* Aim of the exercise *
Make a verbatim copy of the entries below; pictures stay out.

* Supplied material *
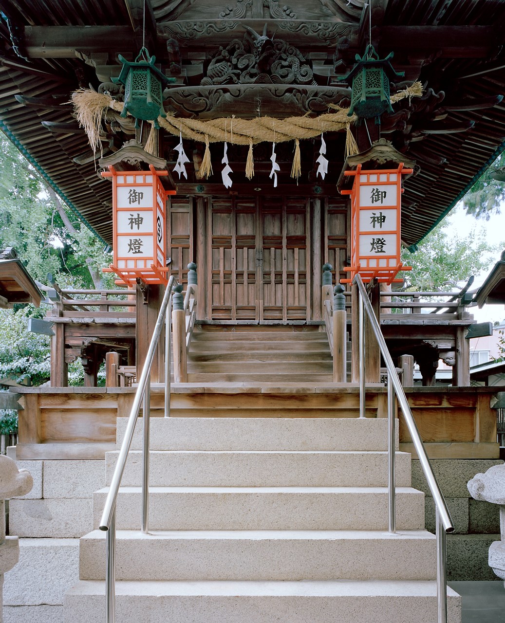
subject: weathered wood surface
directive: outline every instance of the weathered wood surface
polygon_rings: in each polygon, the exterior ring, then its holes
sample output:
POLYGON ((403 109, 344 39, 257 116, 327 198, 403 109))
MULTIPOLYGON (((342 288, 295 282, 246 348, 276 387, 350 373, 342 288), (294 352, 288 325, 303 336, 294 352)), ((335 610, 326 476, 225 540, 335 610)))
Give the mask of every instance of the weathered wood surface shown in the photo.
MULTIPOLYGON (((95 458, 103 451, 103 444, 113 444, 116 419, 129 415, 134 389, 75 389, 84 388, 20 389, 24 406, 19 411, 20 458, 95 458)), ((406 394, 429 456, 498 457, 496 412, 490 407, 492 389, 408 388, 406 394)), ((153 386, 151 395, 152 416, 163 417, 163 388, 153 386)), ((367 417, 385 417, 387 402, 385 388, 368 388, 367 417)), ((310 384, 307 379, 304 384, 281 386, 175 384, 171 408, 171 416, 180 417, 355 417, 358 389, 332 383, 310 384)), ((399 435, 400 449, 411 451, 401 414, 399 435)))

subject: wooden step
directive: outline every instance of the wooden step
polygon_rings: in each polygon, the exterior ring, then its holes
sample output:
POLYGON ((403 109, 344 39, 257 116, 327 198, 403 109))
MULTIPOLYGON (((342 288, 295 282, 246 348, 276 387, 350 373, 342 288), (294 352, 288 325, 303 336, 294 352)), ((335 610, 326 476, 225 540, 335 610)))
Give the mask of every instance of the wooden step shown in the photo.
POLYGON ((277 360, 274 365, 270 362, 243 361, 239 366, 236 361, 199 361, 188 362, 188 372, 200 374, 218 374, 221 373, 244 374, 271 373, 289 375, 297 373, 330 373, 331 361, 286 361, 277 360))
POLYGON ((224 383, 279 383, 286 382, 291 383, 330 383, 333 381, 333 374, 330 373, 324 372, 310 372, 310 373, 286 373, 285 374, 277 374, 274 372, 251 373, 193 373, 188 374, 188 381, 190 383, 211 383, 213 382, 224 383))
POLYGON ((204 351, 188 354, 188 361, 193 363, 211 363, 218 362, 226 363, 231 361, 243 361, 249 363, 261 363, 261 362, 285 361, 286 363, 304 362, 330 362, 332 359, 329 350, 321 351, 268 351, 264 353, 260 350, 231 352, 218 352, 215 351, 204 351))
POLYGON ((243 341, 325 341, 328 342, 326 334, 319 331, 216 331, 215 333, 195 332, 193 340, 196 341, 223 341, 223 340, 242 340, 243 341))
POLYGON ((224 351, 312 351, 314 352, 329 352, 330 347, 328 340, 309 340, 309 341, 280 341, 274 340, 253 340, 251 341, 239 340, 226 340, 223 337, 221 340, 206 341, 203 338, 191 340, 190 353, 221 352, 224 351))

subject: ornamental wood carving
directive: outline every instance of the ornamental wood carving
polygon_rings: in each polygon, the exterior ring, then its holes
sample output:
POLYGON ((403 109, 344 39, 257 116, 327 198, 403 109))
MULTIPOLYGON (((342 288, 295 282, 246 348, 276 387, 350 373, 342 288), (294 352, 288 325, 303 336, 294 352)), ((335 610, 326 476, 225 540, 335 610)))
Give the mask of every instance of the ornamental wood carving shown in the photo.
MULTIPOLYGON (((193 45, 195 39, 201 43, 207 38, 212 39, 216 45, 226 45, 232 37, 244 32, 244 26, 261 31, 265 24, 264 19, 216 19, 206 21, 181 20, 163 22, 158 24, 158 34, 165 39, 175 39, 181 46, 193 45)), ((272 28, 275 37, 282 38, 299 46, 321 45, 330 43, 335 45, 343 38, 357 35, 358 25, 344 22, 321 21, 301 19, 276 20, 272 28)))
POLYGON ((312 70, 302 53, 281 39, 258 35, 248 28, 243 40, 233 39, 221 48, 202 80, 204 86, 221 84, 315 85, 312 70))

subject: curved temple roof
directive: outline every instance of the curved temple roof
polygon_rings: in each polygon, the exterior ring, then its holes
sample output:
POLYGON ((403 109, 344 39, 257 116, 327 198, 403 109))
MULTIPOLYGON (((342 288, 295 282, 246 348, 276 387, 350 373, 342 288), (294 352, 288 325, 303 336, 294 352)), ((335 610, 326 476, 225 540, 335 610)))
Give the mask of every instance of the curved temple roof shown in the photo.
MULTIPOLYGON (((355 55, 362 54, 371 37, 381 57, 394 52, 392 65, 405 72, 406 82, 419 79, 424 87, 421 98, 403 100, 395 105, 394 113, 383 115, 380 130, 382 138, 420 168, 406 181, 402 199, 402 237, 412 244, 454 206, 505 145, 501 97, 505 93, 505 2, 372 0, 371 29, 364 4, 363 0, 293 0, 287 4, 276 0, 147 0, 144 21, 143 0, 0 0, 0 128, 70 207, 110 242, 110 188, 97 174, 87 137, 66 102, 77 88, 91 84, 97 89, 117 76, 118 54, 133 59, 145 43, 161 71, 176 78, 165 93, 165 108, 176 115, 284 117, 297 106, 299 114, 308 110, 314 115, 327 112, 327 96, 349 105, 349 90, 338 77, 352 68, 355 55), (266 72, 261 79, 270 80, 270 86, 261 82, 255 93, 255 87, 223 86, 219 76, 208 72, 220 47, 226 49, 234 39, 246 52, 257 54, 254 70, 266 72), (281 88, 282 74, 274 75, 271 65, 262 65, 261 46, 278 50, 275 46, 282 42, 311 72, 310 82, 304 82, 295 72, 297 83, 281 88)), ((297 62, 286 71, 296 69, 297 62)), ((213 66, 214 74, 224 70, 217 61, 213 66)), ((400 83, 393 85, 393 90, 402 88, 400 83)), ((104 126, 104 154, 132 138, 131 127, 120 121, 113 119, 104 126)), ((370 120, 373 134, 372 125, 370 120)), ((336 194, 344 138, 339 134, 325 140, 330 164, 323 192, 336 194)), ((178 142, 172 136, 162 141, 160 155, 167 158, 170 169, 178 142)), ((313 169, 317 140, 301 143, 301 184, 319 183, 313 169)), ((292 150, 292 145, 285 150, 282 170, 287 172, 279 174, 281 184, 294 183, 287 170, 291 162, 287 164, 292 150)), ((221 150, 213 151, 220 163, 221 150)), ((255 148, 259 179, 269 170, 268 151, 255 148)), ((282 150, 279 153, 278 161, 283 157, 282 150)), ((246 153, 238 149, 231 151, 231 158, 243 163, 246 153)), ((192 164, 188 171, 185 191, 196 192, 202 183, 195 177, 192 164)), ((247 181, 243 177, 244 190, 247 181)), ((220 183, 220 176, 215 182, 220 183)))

* Task response *
subject: weathered wood surface
directive: outline every instance of the weathered wood surface
polygon_rings: in each polygon, the exterior ring, then its holes
sample output:
POLYGON ((403 109, 344 39, 257 116, 327 198, 403 109))
MULTIPOLYGON (((342 288, 295 282, 246 348, 276 387, 350 373, 342 288), (294 352, 288 325, 303 336, 294 352)), ((335 610, 326 476, 225 540, 335 610)))
Give the mask of every instance of the weathered wood surface shown in the photo.
MULTIPOLYGON (((95 458, 103 451, 103 444, 113 444, 116 419, 129 415, 134 389, 75 389, 84 388, 20 389, 24 406, 19 411, 20 458, 95 458)), ((406 394, 429 456, 498 457, 496 412, 490 407, 492 389, 408 388, 406 394)), ((153 386, 151 395, 152 416, 163 417, 163 388, 153 386)), ((367 417, 385 417, 387 402, 385 388, 368 388, 367 417)), ((310 384, 307 379, 304 384, 281 386, 175 384, 171 408, 171 416, 180 417, 355 417, 358 389, 332 383, 310 384)), ((399 435, 400 449, 411 451, 401 414, 399 435)))

subject: wooden step
directive: outline every instance of the wooden step
polygon_rings: in each polygon, the exterior ring, then its holes
sample output:
POLYGON ((403 109, 344 39, 257 116, 327 198, 403 109))
MULTIPOLYGON (((342 288, 295 282, 246 348, 276 387, 350 373, 342 288), (294 352, 288 325, 303 336, 294 352)), ((335 610, 326 476, 225 540, 335 610)))
Give the mask of every instance of the wooden step shown in the photo.
POLYGON ((277 360, 274 365, 270 362, 243 361, 239 366, 236 361, 199 361, 188 362, 188 372, 200 374, 218 374, 221 373, 244 374, 271 373, 289 375, 297 373, 330 373, 331 361, 286 361, 277 360))
POLYGON ((224 383, 279 383, 286 382, 291 383, 330 383, 333 381, 333 374, 330 373, 324 372, 310 372, 310 373, 286 373, 285 374, 277 374, 274 372, 251 373, 193 373, 188 374, 188 381, 190 383, 211 383, 213 382, 224 383))
POLYGON ((204 351, 188 354, 188 361, 193 363, 211 363, 218 362, 226 363, 231 361, 243 361, 249 363, 261 363, 261 362, 285 361, 286 363, 304 362, 330 362, 332 359, 329 350, 321 351, 268 351, 264 353, 260 350, 231 352, 218 352, 215 351, 204 351))
POLYGON ((243 341, 325 341, 328 342, 326 334, 319 331, 216 331, 215 333, 195 332, 193 340, 196 341, 223 341, 223 340, 242 340, 243 341))
POLYGON ((224 351, 312 351, 314 352, 329 352, 330 347, 328 340, 309 340, 309 341, 280 341, 274 340, 253 340, 251 341, 239 340, 226 340, 223 337, 221 340, 206 341, 203 338, 191 340, 190 353, 221 352, 224 351))

subject: ornamental wood carving
directive: outline every instance of the ornamental wood carving
polygon_rings: in each polygon, the exterior ring, then its holes
sample output:
POLYGON ((403 109, 344 39, 257 116, 327 198, 403 109))
MULTIPOLYGON (((342 288, 295 282, 246 348, 276 387, 350 373, 342 288), (294 352, 288 325, 303 336, 294 352)), ((335 610, 326 476, 225 540, 335 610)))
Give the mask of every instance of the ornamental wood carving shown in the photo.
MULTIPOLYGON (((193 45, 195 39, 201 43, 207 38, 212 39, 216 45, 226 45, 232 37, 244 32, 244 26, 261 31, 265 24, 264 19, 216 19, 206 21, 181 20, 163 22, 158 24, 158 34, 165 39, 175 39, 181 46, 193 45)), ((272 28, 275 37, 282 38, 299 46, 321 45, 330 43, 335 45, 343 38, 357 35, 358 25, 344 22, 321 21, 301 19, 276 20, 272 28)))
POLYGON ((312 70, 302 53, 281 39, 258 35, 248 28, 243 40, 233 39, 221 48, 202 80, 204 86, 221 84, 315 85, 312 70))

subject: curved temple roof
directive: outline every instance of the curved temple roof
polygon_rings: in each polygon, the exterior ring, then its holes
sample output:
POLYGON ((403 109, 344 39, 257 116, 327 198, 403 109))
MULTIPOLYGON (((342 288, 295 282, 246 348, 276 387, 350 373, 342 288), (294 352, 288 325, 303 336, 294 352)), ((335 610, 326 476, 225 540, 335 610)))
Give the mask of every instance of the curved temple roof shown in the photo.
MULTIPOLYGON (((355 55, 362 54, 371 37, 381 57, 394 52, 392 65, 405 72, 406 82, 419 79, 424 87, 421 98, 403 100, 395 105, 394 113, 383 115, 380 130, 382 138, 420 168, 406 181, 402 199, 402 237, 412 244, 454 206, 505 145, 501 97, 505 93, 505 2, 372 0, 371 29, 364 4, 363 0, 293 0, 287 4, 276 0, 147 0, 144 21, 143 0, 0 0, 0 128, 70 207, 110 242, 110 188, 97 174, 87 137, 66 102, 77 88, 91 84, 97 89, 117 76, 118 54, 133 59, 145 43, 161 71, 176 78, 165 93, 165 108, 176 115, 284 117, 297 106, 299 114, 308 110, 314 115, 327 112, 327 96, 349 105, 349 90, 338 77, 352 68, 355 55), (266 72, 261 79, 270 80, 270 86, 261 82, 255 93, 255 87, 223 86, 219 76, 208 72, 220 47, 226 49, 234 39, 246 52, 257 54, 254 70, 266 72), (281 88, 282 74, 274 75, 271 65, 262 65, 261 46, 278 50, 275 46, 282 42, 311 72, 310 82, 304 82, 295 72, 297 83, 281 88)), ((297 62, 286 71, 296 69, 297 62)), ((213 66, 214 74, 224 70, 217 61, 213 66)), ((400 83, 393 85, 393 90, 402 88, 400 83)), ((104 126, 104 154, 132 138, 131 127, 120 121, 113 119, 104 126)), ((370 120, 373 134, 372 125, 370 120)), ((336 194, 344 138, 339 134, 325 140, 330 164, 323 192, 336 194)), ((178 142, 172 136, 162 141, 160 155, 167 158, 170 169, 178 142)), ((313 169, 317 140, 301 143, 301 184, 319 183, 313 169)), ((292 150, 292 145, 285 150, 282 170, 287 172, 279 174, 281 184, 294 183, 287 170, 291 162, 287 164, 292 150)), ((221 150, 213 151, 220 163, 221 150)), ((255 148, 259 179, 269 170, 268 151, 255 148)), ((282 150, 279 153, 278 161, 283 157, 282 150)), ((246 153, 238 149, 231 151, 231 158, 243 163, 246 153)), ((192 164, 188 171, 185 191, 196 192, 202 183, 195 177, 192 164)), ((247 181, 243 177, 244 190, 247 181)), ((220 183, 220 176, 215 182, 220 183)))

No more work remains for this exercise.